[BEGIN Record list]

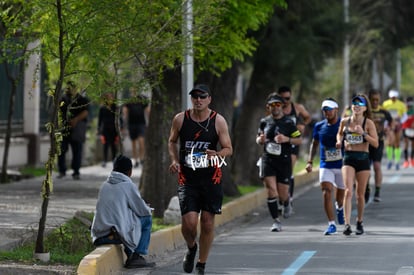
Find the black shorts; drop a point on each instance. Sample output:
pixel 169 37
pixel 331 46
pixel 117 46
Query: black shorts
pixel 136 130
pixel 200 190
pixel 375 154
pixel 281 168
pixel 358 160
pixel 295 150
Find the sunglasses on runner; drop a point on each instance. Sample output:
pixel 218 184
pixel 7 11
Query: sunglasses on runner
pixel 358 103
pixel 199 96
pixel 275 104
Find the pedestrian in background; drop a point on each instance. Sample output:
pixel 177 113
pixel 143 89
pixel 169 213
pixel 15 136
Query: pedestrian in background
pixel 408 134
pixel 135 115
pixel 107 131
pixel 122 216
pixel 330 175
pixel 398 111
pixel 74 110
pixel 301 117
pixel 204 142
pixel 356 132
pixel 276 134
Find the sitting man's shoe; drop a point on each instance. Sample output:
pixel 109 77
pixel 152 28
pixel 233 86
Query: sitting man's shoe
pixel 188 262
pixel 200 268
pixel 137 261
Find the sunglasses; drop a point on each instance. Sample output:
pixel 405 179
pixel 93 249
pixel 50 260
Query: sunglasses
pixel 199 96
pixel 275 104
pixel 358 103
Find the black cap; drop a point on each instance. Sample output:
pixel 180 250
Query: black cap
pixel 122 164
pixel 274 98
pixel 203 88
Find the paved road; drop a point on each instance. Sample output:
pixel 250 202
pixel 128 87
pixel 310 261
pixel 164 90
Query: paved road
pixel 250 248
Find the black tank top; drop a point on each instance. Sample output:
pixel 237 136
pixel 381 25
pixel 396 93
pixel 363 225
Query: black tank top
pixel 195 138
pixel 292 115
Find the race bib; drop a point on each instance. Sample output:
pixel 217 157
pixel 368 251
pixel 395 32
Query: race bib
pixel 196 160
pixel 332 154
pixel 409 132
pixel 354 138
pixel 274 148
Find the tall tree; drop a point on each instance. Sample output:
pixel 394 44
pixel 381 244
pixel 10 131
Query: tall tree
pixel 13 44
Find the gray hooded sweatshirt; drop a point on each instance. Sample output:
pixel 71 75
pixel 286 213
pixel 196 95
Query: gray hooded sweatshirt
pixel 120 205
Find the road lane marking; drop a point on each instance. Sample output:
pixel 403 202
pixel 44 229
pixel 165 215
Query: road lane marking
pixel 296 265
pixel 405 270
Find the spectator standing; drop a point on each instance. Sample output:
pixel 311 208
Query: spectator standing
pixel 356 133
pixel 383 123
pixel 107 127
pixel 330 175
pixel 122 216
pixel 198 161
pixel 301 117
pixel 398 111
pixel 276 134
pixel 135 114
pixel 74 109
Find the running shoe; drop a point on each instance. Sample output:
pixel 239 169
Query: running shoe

[END Record list]
[BEGIN Record list]

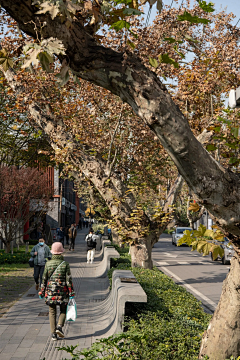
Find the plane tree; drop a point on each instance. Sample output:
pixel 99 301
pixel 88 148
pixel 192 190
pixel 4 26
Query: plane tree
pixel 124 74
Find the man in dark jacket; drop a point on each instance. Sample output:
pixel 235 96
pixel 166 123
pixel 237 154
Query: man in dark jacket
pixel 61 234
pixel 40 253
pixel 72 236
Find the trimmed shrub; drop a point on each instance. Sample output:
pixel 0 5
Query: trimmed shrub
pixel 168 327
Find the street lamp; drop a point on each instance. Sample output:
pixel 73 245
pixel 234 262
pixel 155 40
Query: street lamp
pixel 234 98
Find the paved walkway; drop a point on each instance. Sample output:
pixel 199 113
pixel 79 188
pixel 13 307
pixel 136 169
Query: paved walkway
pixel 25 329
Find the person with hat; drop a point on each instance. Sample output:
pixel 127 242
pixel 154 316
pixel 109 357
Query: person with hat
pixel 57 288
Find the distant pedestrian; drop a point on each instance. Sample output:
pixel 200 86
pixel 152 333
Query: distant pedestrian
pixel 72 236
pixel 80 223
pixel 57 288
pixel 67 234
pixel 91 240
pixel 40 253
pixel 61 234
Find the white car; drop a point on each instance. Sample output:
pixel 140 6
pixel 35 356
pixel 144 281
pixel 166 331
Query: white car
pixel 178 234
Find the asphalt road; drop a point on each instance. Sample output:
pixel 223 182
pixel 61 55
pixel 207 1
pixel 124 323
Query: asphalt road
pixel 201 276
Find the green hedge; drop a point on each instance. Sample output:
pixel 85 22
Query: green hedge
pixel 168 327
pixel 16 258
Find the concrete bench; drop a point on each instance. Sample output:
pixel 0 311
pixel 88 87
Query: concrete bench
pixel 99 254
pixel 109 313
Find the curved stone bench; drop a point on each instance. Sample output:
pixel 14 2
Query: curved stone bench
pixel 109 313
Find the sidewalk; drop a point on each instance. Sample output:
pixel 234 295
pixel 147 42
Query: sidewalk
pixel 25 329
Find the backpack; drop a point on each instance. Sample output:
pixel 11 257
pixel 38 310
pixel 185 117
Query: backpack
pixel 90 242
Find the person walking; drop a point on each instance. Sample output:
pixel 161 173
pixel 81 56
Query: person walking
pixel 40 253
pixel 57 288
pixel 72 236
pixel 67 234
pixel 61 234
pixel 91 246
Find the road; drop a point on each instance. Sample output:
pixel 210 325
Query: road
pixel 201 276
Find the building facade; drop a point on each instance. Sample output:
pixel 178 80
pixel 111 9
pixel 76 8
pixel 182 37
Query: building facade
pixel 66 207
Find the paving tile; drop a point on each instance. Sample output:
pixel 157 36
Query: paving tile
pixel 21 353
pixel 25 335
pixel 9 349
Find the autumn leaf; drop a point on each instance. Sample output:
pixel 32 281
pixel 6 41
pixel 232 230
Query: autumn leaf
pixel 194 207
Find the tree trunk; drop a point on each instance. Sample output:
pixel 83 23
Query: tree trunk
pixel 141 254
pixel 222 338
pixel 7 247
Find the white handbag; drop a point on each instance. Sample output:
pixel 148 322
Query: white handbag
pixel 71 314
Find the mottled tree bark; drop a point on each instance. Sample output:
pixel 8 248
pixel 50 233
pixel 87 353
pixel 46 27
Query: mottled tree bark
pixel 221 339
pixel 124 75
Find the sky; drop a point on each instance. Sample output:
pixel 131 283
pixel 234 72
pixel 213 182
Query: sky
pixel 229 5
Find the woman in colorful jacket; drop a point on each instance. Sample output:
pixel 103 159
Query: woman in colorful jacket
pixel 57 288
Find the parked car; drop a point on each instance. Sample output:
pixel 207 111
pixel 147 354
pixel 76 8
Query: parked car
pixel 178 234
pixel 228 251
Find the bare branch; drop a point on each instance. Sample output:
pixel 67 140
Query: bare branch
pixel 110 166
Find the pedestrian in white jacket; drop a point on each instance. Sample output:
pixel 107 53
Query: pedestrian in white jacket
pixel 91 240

[END Record list]

## What is needed:
Render the part of the data above that opens with the line containing "Find the black shorts;" and closes with the line containing "pixel 405 270", both of those lines included, as a JSON list of strings with one string per line and blank lines omitted.

## Full response:
[
  "Find the black shorts; drop a point on each instance. Sample output:",
  "pixel 169 37",
  "pixel 331 46",
  "pixel 117 46",
  "Query: black shorts",
  "pixel 136 130",
  "pixel 200 190",
  "pixel 375 154",
  "pixel 281 168",
  "pixel 358 160",
  "pixel 295 150",
  "Find the sunglasses on runner; drop a point on each instance. Sample output:",
  "pixel 218 184",
  "pixel 7 11",
  "Query: sunglasses on runner",
  "pixel 358 103",
  "pixel 199 96",
  "pixel 275 104",
  "Find the pedestrian in background; drop a point on each instance. Sample output:",
  "pixel 177 113",
  "pixel 143 89",
  "pixel 169 213",
  "pixel 15 136",
  "Query: pedestrian in background",
  "pixel 408 134",
  "pixel 135 115",
  "pixel 107 131",
  "pixel 122 216",
  "pixel 330 175",
  "pixel 398 111",
  "pixel 74 110",
  "pixel 301 117",
  "pixel 204 142",
  "pixel 356 132",
  "pixel 276 134",
  "Find the sitting man's shoe; drop a point on each instance. Sample output:",
  "pixel 109 77",
  "pixel 152 28",
  "pixel 233 86",
  "Query: sitting man's shoe",
  "pixel 188 262",
  "pixel 200 268",
  "pixel 137 261",
  "Find the sunglasses; drop a point on each instance. Sample output:",
  "pixel 405 179",
  "pixel 93 249",
  "pixel 50 260",
  "Query: sunglasses",
  "pixel 199 96",
  "pixel 275 104",
  "pixel 358 103",
  "Find the black cap; drop a point on each instance. Sample output:",
  "pixel 180 250",
  "Query: black cap",
  "pixel 122 164",
  "pixel 274 98",
  "pixel 203 88",
  "Find the paved road; drop a point on each instance. Sample output:",
  "pixel 250 202",
  "pixel 128 87",
  "pixel 310 261",
  "pixel 164 90",
  "Query: paved road",
  "pixel 250 248",
  "Find the black tank top; drop a point on each instance. Sample output:",
  "pixel 237 136",
  "pixel 381 25",
  "pixel 396 93",
  "pixel 363 225",
  "Query: black tank top",
  "pixel 195 138",
  "pixel 292 115",
  "Find the race bib; drop a point on each instance. Sample output:",
  "pixel 217 157",
  "pixel 368 251",
  "pixel 395 32",
  "Query: race bib",
  "pixel 196 160",
  "pixel 332 154",
  "pixel 409 132",
  "pixel 354 138",
  "pixel 274 148",
  "Find the tall tree; drop a point on each instance. Sample output:",
  "pixel 394 44",
  "pixel 381 244",
  "pixel 10 131",
  "Query: tall tree",
  "pixel 13 44",
  "Find the gray hooded sweatshirt; drop a point on each instance. Sample output:",
  "pixel 71 75",
  "pixel 286 213",
  "pixel 196 95",
  "Query: gray hooded sweatshirt",
  "pixel 120 205",
  "Find the road lane marking; drop a point on each instance. Sample output:",
  "pixel 403 202",
  "pixel 44 229",
  "pixel 165 215",
  "Query: road lane marking",
  "pixel 296 265",
  "pixel 405 270"
]